— start of EXTRACTED TEXT —

Then, the post-filter 106 outputs, to the memory 107, the reference
first frame data for use in reference in decoding the encoded
second frame data (image data in a frame that is to be decoded
later).
[0041] The post-filter 106 smoothes pixel information for pixels at
a boundary between a plurality of blocks (macroblocks) constituting
the first frame data (decoded image data).
[0042] In FIG. 1, the memory 107 stores both of a reference pixel
for use in inter-frame compensation and that for use in intra-frame
compensation. However, this memory is not necessarily required to
be a single memory. The decoding apparatus can have different
memories for use in inter-frame compensation and intra-frame
compensation. The same applies to the embodiments described
below.
[0043] The selector 109 selects either one of the standard
parameter received from the standard-parameter calculator 105 and
an original parameter set in the decoding apparatus and outputs the
selected filter parameter to the screen-display filter 108. A
method for selecting a filter parameter for use in the selector 109
will be described below.
[0044] The screen-display filter 108 performs deblocking filtering
on the decoded image data received from the compensator 104 using
the filter parameter selected by the selector 109 and outputs the
decoded image data subjected to filtering to the image processor
110. When the standard parameter is selected, the output of the
post-filter 106 and the output of the screen-display filter 108 are
the same.
[0045] The image processor 110 performs image processing, such as
color-space transform and filtering for improving the image
quality, on the decoded image data subjected to filtering received
from the screen-display filter 108 and outputs the processed data
to the image display 111. The image display 111 displays the
decoded image data subjected to image processing received from the
image processor 110. In such a way, when the selector 109 selects
the standard parameter output from the standard-parameter
calculator 105, decoded image data conforming to the standard
encoding system is displayed. In contrast, when the selector 109
selects the original parameter, decoded image data subjected to
deblocking filtering in accordance with the original parameter is
displayed.
[0046] When a second parameter is set in the decoding apparatus,
the screen-display filter 108 smoothes first frame data decoded
through the entropy decoder 101 to the compensator 104, using the
second parameter, and outputs reproduction first frame data to be
reproduced. The second parameter used here indicates an original
parameter, and smoothing indicates filtering.
[0047] The screen-display filter 108 smoothes pixel information for
pixels at a boundary between a plurality of blocks (macroblocks)
constituting the first frame data (decoded image data).
[0048] In such a way, the decoding apparatus according to the
present embodiment includes two filters: the post-filter 106 for
performing filtering to obtain decoded image data for inter-frame
compensation and the screen-display filter 108 for performing
filtering to obtain decoded image data to be displayed.

— end of EXTRACTED TEXT —
— start of INPUT —

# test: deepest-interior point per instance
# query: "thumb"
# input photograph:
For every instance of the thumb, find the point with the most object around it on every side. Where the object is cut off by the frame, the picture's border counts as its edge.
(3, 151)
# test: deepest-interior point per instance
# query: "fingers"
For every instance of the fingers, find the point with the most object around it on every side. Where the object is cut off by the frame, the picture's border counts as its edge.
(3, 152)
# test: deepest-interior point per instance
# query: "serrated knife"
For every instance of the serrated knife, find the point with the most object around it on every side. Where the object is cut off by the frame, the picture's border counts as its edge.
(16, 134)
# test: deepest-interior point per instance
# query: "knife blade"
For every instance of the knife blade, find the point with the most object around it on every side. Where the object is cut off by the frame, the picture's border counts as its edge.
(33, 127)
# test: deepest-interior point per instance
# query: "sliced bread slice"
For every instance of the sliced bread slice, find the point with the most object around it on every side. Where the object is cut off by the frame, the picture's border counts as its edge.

— end of INPUT —

**PROBLEM 1:**
Return every line of the records that contains the word "frame", matching case exactly.
**PROBLEM 2:**
Extend the patent passage on the decoding apparatus and its filters, picking up right after its final sentence.

**WRITTEN REPLY 1:**
For every instance of the thumb, find the point with the most object around it on every side. Where the object is cut off by the frame, the picture's border counts as its edge.
For every instance of the fingers, find the point with the most object around it on every side. Where the object is cut off by the frame, the picture's border counts as its edge.
For every instance of the serrated knife, find the point with the most object around it on every side. Where the object is cut off by the frame, the picture's border counts as its edge.
For every instance of the knife blade, find the point with the most object around it on every side. Where the object is cut off by the frame, the picture's border counts as its edge.
For every instance of the sliced bread slice, find the point with the most object around it on every side. Where the object is cut off by the frame, the picture's border counts as its edge.

**WRITTEN REPLY 2:**
[0049] The reason why the decoding apparatus includes two filters
is described below. To prevent image blurring caused by deblocking
filtering, one possible approach is to decrease the filter strength
set in encoding (or to set filtering such that it will not be
performed) in the decoding apparatus. However, in an encoding
system such as H.264, for example, data of a frame subjected to
deblocking filtering is used as data for use in inter-frame
compensation to decode data of another frame. That is, encoding is
performed such that the filter parameter is determined according to
the filter strength on the basis of the difference value between
data being a target for encoding (e.g., a macroblock) and the
reference data subjected to deblocking filtering. Thus, if the
filter strength is changed in a traditional decoding apparatus,
data of a frame subjected to filtering using the changed filter
strength is referred to in decoding data of another frame. For
example, if the setting is changed during decoding such that
filtering will not be performed, data that is not subjected to
filtering is undesirably used as the reference data in decoding.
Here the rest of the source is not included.